» DOCUMENT SEGMENT:
Some days after, 10 or 12 Indians painted black and armed came across the river to my house, and anticipating their demand, I warned Mrs. Kinzie against the event and encouraged her to meet it with courage. They came and declared their intentions of taking satisfaction of me for Heald's escape. Five Potawatomi Chiefs in the house interceded with them, and they were quieted finally with presents. The treatment of the dead was characteristic of Capt. Wells, and Dr. Van Voorhis. The name of the chief who commanded Black Partridge, reason of his kindness to me, was his son.  Capt. Wells received information the night before we marched that we should be attacked, but we had then given everything away and could not retract. After we were determined to evacuate, the Chiefs used to eat with us every day as we had a superabundance of provisions to make away with. Nuscotnoning [NuscotnemegJ was the author of the massacre. Knowing of the attack, Black Partridge commanded the Miamis, stayed behind, and took no part. They rode past at the beginning of the foray, and one Potawatomi made a short speech to this effect in Potawatomi. I am astonished at your conduct. You have been treacherous with these people you promised to conduct them safely through. You have deceived them and are about to murder them in cold blood-let me advise you to beware-you know not what evil the dead shall bring upon you. You may by and by hear your wives and children cry, and you will not be able to assist them. Potawatomi, beware. I'm saying he rode on. 

John Kinzie's Commentary
Some important verifications, variations and addenda about the massacre and its eyewitnesses can be gleaned from  Douglass' transcription of Kinzie's story. Remembering that only eight years had elapsed since the event, it is worth noting that there are many points of agreement between the story told by Kinzie and those told by his son-in-law (Helm) in  1815 and by his daughter-in-law (Mrs. Juliette Kinzie in her book, "Wau-Bun") in 1844. 
Heald's orders from Hull were to evacuate the fort, destroy the arms and ammunition, and distribute the factory goods among friendly Indians who might thus be persuaded to help escort the evacuees to Fort Wayne. In his report to General Cushing, Heald wrote that his orders were to evacuate the post, to go to Detroit by land, and "at my discretion to dispose of the public property as I thought proper." Whether Heald misread Hull's orders or disobeyed them, his interpretation of them may have caused dissension among the principals involved in the evacuation. 

Helm's narrative stated that the destination of the garrison was either Detroit or Fort Wayne. Mrs. Kinzie mentioned only Fort Wayne; John Kinzie does not indicate the destination, but his mention of Monguago's villages suggests that he had the Fort Wayne route in mind. Both Helm and Mrs. Kinzie declared that the order was to evacuate the fort "if practicable." John Kinzie said the order was to evacuate the fort "if possible." The modifying phrase, of course, made Heald appear intractable when he was really obeying his superior. Winnemac, the messenger, urged that the garrison leave the fort at once and proceed by an unusual route to Fort Wayne, according to Helm and Mrs. Kinzie. Kinzie corroborates this and gives a specific reason for Winnemac's suggestion: the disaffection of the Wabash Potawatomi.

» SUPPLIED DATA:
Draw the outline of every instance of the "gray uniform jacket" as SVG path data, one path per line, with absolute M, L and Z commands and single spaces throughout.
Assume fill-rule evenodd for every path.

» TASK TO COMPLETE: Carry on the commentary on John Kinzie's account of the massacre, picking up after its last sentence. The lines above come from a separate source.

» WRITTEN REPLY:
It is also significant that Kinzie's account agrees with Heald's in an important particular. Both men asserted that the Indians knew of the plan for evacuation of the fort as soon as the garrison officers, Kinzie, even said that the knowledge, presumably given out by the messenger, had brought the outlying Indians to the fort. Mrs. Kinzie, however, stated that Heald refused to leave until "he had collected the Indians of the neighborhood." Kinzie's parallel testimony proves that Heald was unwilling to run head-on into bands of Indians before their feelings and temper could be ascertained through councils.

Helm implied that when Captain Wells arrived and took stock of the provisions for withstanding a siege he thought it foolish to leave the fort. Mrs. Kinzie stated flatly that the junior officers argued with Heald on this point; they wished to stay at the post. Heald's reply was to cite his orders. Thereafter, the junior officers kept aloof, she said. Kinzie also says that he and Wells advised Heald to remain in the fort because of the adequacy of supplies, but he makes no reference to any quarrels between Heald and his staff. Neither Heald nor Griffith mentioned any friction in the garrison force; Schoolcraft did.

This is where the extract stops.